## DATA FOR THE TASK

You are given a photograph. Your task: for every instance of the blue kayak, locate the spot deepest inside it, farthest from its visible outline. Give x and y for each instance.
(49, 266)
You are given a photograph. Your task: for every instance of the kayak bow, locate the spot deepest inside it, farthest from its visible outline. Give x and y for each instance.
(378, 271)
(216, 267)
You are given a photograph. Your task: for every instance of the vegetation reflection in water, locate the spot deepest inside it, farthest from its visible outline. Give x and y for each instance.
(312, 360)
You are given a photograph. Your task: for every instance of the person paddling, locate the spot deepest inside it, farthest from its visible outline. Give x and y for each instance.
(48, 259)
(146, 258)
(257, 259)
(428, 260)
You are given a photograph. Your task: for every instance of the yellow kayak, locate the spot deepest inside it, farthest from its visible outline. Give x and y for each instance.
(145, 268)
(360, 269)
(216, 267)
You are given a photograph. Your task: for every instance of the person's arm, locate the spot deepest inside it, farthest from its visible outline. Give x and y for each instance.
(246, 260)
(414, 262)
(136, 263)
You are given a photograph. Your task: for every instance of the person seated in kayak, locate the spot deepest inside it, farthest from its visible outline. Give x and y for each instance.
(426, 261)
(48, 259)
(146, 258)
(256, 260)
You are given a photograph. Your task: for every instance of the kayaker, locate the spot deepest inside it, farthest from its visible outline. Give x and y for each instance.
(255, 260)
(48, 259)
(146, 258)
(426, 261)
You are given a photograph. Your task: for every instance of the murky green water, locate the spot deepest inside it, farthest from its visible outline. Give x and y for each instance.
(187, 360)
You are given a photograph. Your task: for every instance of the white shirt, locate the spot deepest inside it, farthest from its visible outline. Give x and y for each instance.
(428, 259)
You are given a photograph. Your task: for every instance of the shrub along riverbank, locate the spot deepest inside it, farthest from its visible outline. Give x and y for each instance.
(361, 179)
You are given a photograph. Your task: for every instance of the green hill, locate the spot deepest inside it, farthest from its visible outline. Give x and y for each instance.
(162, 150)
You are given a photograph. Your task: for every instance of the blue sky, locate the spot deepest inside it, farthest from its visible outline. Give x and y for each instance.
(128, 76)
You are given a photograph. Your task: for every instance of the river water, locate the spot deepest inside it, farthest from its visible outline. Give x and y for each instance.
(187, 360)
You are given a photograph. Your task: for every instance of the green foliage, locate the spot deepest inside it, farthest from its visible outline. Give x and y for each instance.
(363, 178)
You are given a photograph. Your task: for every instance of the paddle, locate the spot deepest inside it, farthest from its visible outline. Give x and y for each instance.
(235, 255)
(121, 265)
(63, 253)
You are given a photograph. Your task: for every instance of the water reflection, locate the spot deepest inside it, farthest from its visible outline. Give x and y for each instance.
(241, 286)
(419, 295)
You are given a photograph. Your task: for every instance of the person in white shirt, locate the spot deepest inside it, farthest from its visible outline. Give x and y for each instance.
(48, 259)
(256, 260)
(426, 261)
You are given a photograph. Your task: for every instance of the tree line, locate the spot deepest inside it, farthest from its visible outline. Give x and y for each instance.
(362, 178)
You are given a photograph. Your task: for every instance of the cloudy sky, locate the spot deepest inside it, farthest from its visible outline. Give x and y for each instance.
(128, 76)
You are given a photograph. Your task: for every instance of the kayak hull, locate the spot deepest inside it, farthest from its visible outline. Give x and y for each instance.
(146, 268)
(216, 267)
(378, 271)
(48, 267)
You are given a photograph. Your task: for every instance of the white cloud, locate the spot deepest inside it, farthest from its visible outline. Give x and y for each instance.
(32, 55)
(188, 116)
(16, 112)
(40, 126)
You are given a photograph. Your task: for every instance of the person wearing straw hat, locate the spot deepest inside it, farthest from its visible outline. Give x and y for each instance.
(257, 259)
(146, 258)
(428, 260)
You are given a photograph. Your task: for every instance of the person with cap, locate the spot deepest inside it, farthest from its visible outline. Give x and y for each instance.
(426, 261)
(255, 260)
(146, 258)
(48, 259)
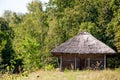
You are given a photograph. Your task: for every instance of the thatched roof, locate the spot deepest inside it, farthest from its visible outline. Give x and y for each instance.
(83, 43)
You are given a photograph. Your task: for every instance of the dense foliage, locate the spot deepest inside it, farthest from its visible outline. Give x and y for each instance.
(27, 39)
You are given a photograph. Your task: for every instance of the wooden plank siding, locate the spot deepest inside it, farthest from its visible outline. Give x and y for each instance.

## PROBLEM TO SOLVE
Return an exact transcription of the material, with its pictures left out.

## WRITTEN SOLUTION
You are given a photograph. Your task: for every instance of the blue kayak, locate the spot deepest inside it, farthest from its visible outline. Give x and y for each instance.
(49, 266)
You are given a photograph. Your task: for every instance of the kayak bow, locate the spot deepest inside it, farthest from its visible outline. Give x and y for each instance.
(378, 271)
(216, 267)
You are given a photograph. Your task: for every instance of the vegetation reflection in water, locate the spot deepest inside it, farthest from its visible outline. Give x and y for each instance.
(312, 360)
You are given a photograph. Your task: for every instance of the person paddling, locate the spot deepest inside it, farthest from its visible outline. Give x and y for each instance.
(48, 259)
(146, 258)
(257, 259)
(428, 260)
You are given a photograph. Your task: for every instance of the yellow kayak, locate the spot deepest inside it, farthest from its visible outline. Give x and y for each instance.
(145, 268)
(360, 269)
(216, 267)
You are given a photograph. Your task: for every instance of the person's arm, locate the spot deepest inside it, farthest from its visible outline. Give x and y for each instance.
(246, 260)
(414, 262)
(136, 263)
You are given a photograph. Your task: for every instance of the person seated in kayak, locate the spot deepest inside it, farthest from its visible outline. Give x and y for each instance.
(426, 261)
(48, 259)
(146, 258)
(256, 260)
You are given a photograph. Your task: for every instance of the kayaker, locate the spot deepest inside it, farthest from its visible outline. Give x and y for each instance.
(255, 260)
(48, 259)
(146, 258)
(426, 261)
You are given a photograph. Your task: for every instance of the murky green water, locate the spot deepest inside it, farthest from its visible outline. Give x and y for each instance.
(187, 360)
You are given a photograph. Your task: for every instance of the white shirt, locate the spot deepest inside it, farthest from its visible outline. Give x and y for each instance.
(428, 259)
You are given a photograph. Your task: for every instance of the shrub along riverbank, locate the spot deepest inside it, farthest from its visible outline. Give x and y for each instance.
(361, 179)
You are given a photograph. Your task: for every instance of the green hill, locate the spot deepest inside it, farthest from its visible outline. Give x and y for each instance.
(162, 150)
You are given a photograph. Your task: for every instance of the blue sky, locate the spot deepest inside it, farthest from its visible outline. Give x and y for each instance.
(128, 76)
You are given a photograph. Your task: for every instance of the river water, locate the spot deepest inside it, farthest from its visible outline. Give x and y for each instance.
(187, 360)
You are given a photograph. Your task: for every instance of the green foliage, locate the spot deepest inside it, farthest from its visible outline. Give x and y for each instance.
(363, 178)
You are given a photograph. Your task: for every instance of the paddle, locate the spot deepest inside it, farthest from its visible outline. Give x and y for each instance.
(235, 255)
(121, 265)
(63, 253)
You are given a photograph. Your task: for every instance of the water reflection, locate the spot deepest inside it, farthest from its visible outline. Give x and y for each instance.
(241, 286)
(419, 295)
You are given a photograph. Your task: for every instance of the person in white shirt, locate the spot deepest inside it, farthest from its visible outline. Give x and y for each instance.
(48, 259)
(256, 260)
(426, 261)
You are given a photograph. Your task: for every instance of the tree line, locate the spot deepest inside it, farthest from its visible outline. Give x and y for each instance.
(362, 178)
You are given a photograph. Your task: for every instance of the cloudy sky, locate the spot deepest inside it, farthest from its visible outline. Give x and y for each instance.
(128, 76)
You are given a photograph. Your task: for every instance of the kayak hull, locate the spot deepest inside it, farthest from its visible outline. Give x and y for each instance.
(146, 268)
(216, 267)
(378, 271)
(48, 267)
You are given a photograph. Your task: for every instance of the white cloud, locate the spot deepest inside it, farthest from its visible outline. Give x and y for each instance.
(32, 55)
(188, 116)
(16, 112)
(40, 126)
You are given a photograph. Your task: for every instance of the person wearing straw hat, locate the spot deepest inside it, farthest from its visible outline. Give x and y for each instance.
(257, 259)
(146, 258)
(428, 260)
You are given a photograph. Your task: for every instance of the person with cap, locate the spot deepest inside it, farthest from its visible outline. Give x and y for each instance.
(426, 261)
(255, 260)
(146, 258)
(48, 259)
You are given a photograph. Your task: for every instance of the thatched roof, locate the spot deepest inside it, farthest from its visible outline. Give x and y for each instance.
(83, 43)
You are given a photograph. Your task: for every instance of the dense foliage, locate the spot deepest inside it, farthest from its visible outline. Give x and y for each instance.
(27, 39)
You are given a photograph. Your task: for every instance of the wooden plank siding, locate the spot deepest inside it, farthest from its visible outline. Give x and y for each instance.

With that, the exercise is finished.